▶ Passage given:
▬▬▬
Introduction to Automated testing:

"Automated Testing" means automating the manual testing process currently in use. The prime requirement is of presence of a formalized "manual testing process" in the organization.


Automation refers to the use of strategies & tools which augment or reduce the need of manual or human involvement in unskilled, repetitive or redundant tasks.


Automation process includes – Creation of detailed test cases, including predictable "expected results", which have been derived from Business Functional Specifications and other Design documentation.


A standalone Test Environment, including a Test Database that is restorable to a known constant, such that the test cases are able to be repeated each time there are modifications made to the application.

When to use the Automation tools:
Great effort is required in firstly automating the test cases and maintaining them thereafter. Hence some sort of cost-benefit analysis is quite helpful before investing money and putting efforts into it.


Automation is suited to following types of testing with specific intentions:

1) Functional Testing – on operations which perform as per the expectations.

2) Regression Testing – on the behavior of the system which has not been changed.

3) Exception or Negative Testing – thereby forcing error conditions in the system.

4) Stress Testing – to determine the absolute capacities of the application and operational infrastructure.

5) Performance Testing – to provide assurance that the performance of the system will be adequate for both batch runs and online transactions in relation to business projections and requirements.

6) Load Testing – to determine the points at which the capacity and performance of the system become degraded to the situation that hardware or software upgrades would be required.


Benefits of Automated Testing:

1) Reliable: Tests perform precisely the same operations each time they are run, thereby eliminating human error

2) Repeatable: You can test how the software reacts under repeated execution of the same operations.

3) Programmable: You can program sophisticated tests that bring out hidden information from the application.

4) Comprehensive: You can build a suite of tests that covers every feature in your application.

5) Reusable: You can reuse tests on different versions of an application, even if the user interface changes.

6) Better Quality Software: Because you can run more tests in less time with fewer resources

7) Fast: Automated Tools run tests significantly faster than human users.

8) Economical: As the number of resources for regression test are reduced.

Choosing the right tools for the job and targeting the right areas of the organization to deploy them can only realize these benefits. The right areas where the automation fit must be chosen.


Areas where Automation can be attempted first:

1. Highly redundant tasks or scenarios

2. Repetitive tasks that are boring or tend to cause human error

3. Well-developed and well-understood use cases or scenarios first

4. Relatively stable areas of the application over volatile ones must be automated.

Suggested guidelines for Automated Software Testers so as to draw maximum benefits from automation:

1) Concise: As simple as possible and no simpler.
▬▬▬
▶ Extracted data:
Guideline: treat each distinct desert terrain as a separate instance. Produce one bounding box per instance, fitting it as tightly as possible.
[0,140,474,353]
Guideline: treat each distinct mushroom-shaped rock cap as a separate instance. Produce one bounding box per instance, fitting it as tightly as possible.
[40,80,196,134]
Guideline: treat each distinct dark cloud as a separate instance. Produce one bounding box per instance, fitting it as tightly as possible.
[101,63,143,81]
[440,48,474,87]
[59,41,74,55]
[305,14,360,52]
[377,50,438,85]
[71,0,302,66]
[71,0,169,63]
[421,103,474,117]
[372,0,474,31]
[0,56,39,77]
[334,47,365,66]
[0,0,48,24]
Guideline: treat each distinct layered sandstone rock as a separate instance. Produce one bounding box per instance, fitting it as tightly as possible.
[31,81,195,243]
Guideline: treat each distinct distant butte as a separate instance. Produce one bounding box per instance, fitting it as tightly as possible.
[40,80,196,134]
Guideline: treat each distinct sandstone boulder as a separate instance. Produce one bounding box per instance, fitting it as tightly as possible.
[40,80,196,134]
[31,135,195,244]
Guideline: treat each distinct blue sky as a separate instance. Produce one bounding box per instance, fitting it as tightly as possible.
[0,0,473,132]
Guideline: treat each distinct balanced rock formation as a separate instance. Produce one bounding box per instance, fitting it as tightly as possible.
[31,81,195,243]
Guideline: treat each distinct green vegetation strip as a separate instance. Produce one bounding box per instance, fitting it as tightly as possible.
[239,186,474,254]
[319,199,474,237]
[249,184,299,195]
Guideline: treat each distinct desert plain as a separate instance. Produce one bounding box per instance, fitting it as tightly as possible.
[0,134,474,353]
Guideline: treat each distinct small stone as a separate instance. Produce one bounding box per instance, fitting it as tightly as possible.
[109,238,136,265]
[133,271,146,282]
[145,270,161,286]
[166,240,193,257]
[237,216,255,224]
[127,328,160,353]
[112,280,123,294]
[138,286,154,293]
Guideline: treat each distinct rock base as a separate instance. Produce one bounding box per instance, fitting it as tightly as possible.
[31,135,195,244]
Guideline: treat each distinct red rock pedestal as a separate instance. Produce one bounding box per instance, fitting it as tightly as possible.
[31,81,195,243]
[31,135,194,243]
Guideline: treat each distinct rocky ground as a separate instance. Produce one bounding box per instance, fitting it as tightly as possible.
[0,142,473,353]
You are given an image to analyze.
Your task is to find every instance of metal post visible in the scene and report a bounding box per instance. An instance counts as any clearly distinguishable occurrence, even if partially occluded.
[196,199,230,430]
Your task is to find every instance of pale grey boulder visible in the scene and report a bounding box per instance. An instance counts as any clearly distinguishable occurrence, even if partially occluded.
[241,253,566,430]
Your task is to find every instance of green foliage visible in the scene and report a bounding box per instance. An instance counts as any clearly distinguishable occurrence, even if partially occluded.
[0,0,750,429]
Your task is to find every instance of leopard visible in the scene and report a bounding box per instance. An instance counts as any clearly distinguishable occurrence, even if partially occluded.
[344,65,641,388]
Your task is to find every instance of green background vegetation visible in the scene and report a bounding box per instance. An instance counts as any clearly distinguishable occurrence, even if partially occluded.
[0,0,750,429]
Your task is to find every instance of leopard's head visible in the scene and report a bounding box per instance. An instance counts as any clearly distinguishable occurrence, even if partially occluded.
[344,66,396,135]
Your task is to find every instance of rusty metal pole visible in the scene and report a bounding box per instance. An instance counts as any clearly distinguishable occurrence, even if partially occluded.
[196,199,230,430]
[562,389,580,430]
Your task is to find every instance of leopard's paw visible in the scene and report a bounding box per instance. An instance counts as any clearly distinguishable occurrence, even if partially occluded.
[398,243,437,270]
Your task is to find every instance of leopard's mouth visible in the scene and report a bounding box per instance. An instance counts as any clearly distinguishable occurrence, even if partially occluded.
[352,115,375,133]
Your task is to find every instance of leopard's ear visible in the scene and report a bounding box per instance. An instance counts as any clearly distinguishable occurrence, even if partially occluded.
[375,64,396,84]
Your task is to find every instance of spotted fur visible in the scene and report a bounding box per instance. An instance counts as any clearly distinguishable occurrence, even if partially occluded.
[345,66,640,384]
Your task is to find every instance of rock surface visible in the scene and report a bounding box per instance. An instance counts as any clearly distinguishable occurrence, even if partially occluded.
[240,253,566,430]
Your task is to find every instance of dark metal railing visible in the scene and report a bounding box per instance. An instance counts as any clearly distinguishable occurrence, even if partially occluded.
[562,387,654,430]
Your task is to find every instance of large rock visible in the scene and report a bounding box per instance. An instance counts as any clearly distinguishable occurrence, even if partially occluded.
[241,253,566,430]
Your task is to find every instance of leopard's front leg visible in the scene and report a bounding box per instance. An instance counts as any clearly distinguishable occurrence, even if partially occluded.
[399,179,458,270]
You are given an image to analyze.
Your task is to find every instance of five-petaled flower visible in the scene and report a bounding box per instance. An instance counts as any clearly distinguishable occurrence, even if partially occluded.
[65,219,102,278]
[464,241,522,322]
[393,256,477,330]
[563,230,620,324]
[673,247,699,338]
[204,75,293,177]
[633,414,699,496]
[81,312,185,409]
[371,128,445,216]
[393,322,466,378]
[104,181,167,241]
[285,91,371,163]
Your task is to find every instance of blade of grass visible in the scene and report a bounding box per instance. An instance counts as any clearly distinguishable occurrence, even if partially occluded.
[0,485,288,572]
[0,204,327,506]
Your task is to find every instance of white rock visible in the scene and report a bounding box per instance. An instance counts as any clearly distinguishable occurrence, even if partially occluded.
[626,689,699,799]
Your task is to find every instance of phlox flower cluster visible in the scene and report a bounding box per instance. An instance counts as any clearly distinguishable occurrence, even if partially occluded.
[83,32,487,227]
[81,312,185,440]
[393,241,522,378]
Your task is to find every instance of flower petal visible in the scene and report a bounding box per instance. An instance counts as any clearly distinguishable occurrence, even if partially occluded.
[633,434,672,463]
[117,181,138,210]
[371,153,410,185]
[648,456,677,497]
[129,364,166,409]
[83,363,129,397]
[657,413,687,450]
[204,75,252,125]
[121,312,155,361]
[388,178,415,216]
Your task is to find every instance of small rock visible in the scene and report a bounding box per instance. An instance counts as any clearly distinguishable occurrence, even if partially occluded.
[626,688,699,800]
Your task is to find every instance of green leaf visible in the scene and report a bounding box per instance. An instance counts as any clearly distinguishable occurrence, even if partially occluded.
▬▬▬
▶ Tasks:
a) Translate this sentence from the automated testing overview into Spanish: "Automation refers to the use of strategies & tools which augment or reduce the need of manual or human involvement in unskilled, repetitive or redundant tasks."
b) Return, word for word, the part of the automated testing overview from "4) Comprehensive: You" up to and including "must be chosen.".

▶ Per-task answers:
a) La automatización se refiere al uso de estrategias y herramientas que aumentan o reducen la necesidad de intervención manual o humana en tareas no especializadas, repetitivas o redundantes.

b)
4) Comprehensive: You can build a suite of tests that covers every feature in your application.

5) Reusable: You can reuse tests on different versions of an application, even if the user interface changes.

6) Better Quality Software: Because you can run more tests in less time with fewer resources

7) Fast: Automated Tools run tests significantly faster than human users.

8) Economical: As the number of resources for regression test are reduced.

Choosing the right tools for the job and targeting the right areas of the organization to deploy them can only realize these benefits. The right areas where the automation fit must be chosen.